--- start Data for the task ---
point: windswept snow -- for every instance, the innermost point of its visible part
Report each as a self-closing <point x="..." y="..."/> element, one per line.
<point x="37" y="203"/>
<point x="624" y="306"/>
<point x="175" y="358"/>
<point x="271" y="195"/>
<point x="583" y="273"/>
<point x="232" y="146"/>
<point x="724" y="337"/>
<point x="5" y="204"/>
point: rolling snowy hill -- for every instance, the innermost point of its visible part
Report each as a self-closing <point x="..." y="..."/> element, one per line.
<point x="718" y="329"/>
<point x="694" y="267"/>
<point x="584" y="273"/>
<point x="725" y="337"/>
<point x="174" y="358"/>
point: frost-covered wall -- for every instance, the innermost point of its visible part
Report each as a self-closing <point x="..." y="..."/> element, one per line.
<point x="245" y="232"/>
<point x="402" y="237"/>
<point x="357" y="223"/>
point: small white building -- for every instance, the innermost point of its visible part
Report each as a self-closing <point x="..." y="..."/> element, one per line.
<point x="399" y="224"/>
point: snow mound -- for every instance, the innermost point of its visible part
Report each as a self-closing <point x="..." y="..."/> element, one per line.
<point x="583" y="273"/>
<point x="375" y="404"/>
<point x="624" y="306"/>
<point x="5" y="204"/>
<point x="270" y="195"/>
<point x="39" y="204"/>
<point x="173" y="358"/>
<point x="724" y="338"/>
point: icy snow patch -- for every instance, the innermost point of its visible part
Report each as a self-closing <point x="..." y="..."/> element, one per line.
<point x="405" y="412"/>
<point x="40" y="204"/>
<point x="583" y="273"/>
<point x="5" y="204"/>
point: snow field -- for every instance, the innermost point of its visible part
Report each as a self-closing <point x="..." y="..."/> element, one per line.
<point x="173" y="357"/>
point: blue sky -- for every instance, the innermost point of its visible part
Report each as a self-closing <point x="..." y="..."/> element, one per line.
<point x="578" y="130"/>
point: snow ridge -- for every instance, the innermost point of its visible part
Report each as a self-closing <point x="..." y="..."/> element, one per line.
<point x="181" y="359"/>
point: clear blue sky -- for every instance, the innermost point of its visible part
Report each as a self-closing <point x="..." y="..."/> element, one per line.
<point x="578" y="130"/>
--- end Data for the task ---
== What the task asks ==
Copy out, unchanged, every line of the data from the one containing "point: snow ridge" through the final line, including both of those lines.

== The output ==
point: snow ridge -- for every instance, the innermost point of its visible part
Report each as a self-closing <point x="..." y="..."/> element, one per line.
<point x="181" y="359"/>
point: clear blue sky -- for every instance, the innermost point of its visible part
Report each as a self-closing <point x="..." y="..."/> element, one per line.
<point x="578" y="130"/>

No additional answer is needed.